Written problem A: In the typhoon report below, write out the stretch from "Typhoon Chan-hom, which" through "blue rainstorm alert." again, substituting "severe" for "heavy".

Passage provided:
********************

By Sun Xiaochen | China Daily | Updated: 2015-07-13 07:35

 Two provinces brace for typhoon's rain

Crowds swarm the Chinese "Dead Sea", so called because of the high salt level in the water, an indoor pool in Suining, Sichuan province, on Saturday. More than 8,000 people visited the 30,000-square-meter pool as temperatures hit 33 C. Zhang Furong / for China Daily

Typhoon Chan-hom, which hit eastern coastal China on Saturday, is set to bring heavy rainstorms to Shandong and Liaoning provinces, but forecasters said the huge storm is expected to weaken as it moves northeast.

On Sunday, the National Meteorological Center downgraded the alert for Chan-hom from red to orange because the typhoon's strength will gradually ebb while it moves to coastal regions in Shandong and Liaoning.

Still, torrential rains and strong winds will be expected to hit Shandong, Liaoning, Jilin and Heilongjiang provinces around the Yellow Sea on Monday, and heavy gales are forecast in the Yellow Sea, prompting the NMC to issue a blue rainstorm alert.

China has a four-tier color-coded weather warning system, with red representing the most severe weather, followed by orange, yellow and blue.

********************

Written problem B: Pick out every line of the listing below that contains the string "brick".

********************

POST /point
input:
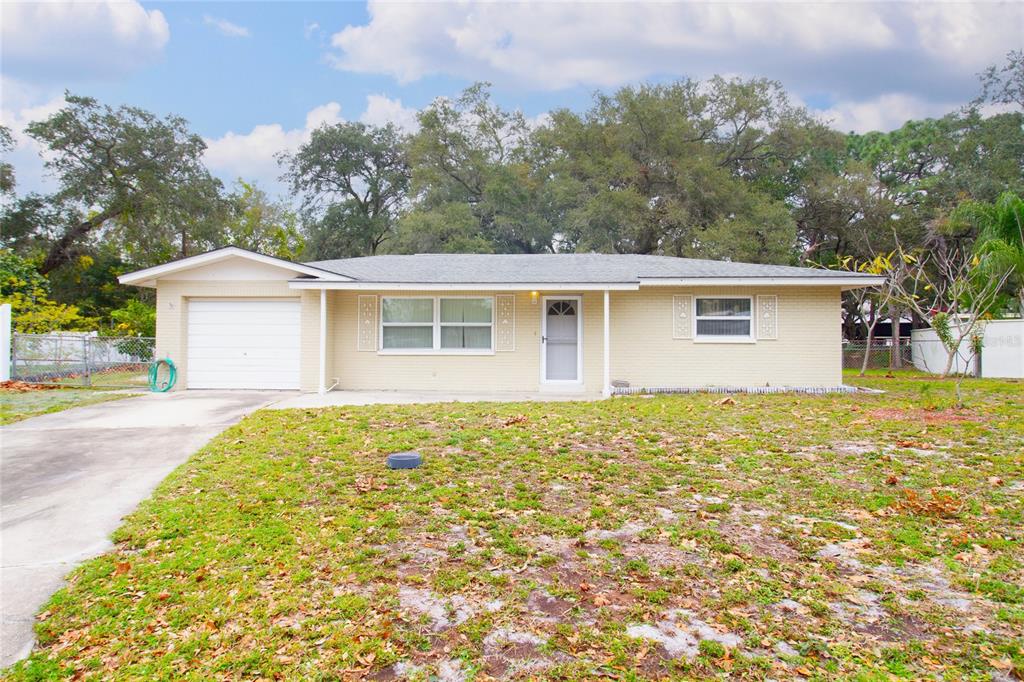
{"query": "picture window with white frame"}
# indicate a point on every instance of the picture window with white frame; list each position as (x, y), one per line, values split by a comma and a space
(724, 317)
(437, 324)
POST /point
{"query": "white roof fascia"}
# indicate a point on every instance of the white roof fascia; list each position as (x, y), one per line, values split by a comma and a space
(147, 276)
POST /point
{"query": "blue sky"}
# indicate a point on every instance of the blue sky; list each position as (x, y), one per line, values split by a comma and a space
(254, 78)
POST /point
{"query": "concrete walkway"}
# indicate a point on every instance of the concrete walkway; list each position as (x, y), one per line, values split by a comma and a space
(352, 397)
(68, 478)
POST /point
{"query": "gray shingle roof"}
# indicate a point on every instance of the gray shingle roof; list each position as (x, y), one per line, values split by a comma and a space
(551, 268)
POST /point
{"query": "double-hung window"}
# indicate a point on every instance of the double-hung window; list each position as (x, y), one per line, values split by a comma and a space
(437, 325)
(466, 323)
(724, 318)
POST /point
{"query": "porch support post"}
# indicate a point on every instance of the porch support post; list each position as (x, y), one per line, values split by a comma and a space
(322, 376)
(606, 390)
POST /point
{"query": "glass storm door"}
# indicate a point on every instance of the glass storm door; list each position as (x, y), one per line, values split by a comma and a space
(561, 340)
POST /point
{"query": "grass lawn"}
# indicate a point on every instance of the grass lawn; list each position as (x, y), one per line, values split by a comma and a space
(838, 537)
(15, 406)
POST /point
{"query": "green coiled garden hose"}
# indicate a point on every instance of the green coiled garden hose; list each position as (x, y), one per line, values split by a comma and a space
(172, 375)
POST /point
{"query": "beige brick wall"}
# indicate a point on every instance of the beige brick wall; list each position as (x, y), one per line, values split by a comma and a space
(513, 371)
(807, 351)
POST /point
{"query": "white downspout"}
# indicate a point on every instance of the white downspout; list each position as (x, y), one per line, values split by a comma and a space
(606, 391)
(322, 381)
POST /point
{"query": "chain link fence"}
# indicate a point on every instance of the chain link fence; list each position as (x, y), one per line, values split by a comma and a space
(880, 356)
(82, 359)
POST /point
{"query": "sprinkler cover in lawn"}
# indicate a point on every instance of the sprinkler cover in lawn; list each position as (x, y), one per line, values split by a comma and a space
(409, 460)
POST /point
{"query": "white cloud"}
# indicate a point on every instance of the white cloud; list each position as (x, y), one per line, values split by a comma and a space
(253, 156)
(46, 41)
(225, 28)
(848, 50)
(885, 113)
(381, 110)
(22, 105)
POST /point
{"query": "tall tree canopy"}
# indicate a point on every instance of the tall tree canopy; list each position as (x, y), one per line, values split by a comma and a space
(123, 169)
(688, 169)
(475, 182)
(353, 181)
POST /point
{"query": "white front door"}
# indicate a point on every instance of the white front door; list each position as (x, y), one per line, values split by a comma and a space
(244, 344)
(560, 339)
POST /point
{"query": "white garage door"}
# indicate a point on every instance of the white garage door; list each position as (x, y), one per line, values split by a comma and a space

********************

Task solution A:
Typhoon Chan-hom, which hit eastern coastal China on Saturday, is set to bring severe rainstorms to Shandong and Liaoning provinces, but forecasters said the huge storm is expected to weaken as it moves northeast.

On Sunday, the National Meteorological Center downgraded the alert for Chan-hom from red to orange because the typhoon's strength will gradually ebb while it moves to coastal regions in Shandong and Liaoning.

Still, torrential rains and strong winds will be expected to hit Shandong, Liaoning, Jilin and Heilongjiang provinces around the Yellow Sea on Monday, and severe gales are forecast in the Yellow Sea, prompting the NMC to issue a blue rainstorm alert.

Task solution B:
{"query": "beige brick wall"}
# indicate a point on every instance of the beige brick wall; list each position as (x, y), one per line, values split by a comma and a space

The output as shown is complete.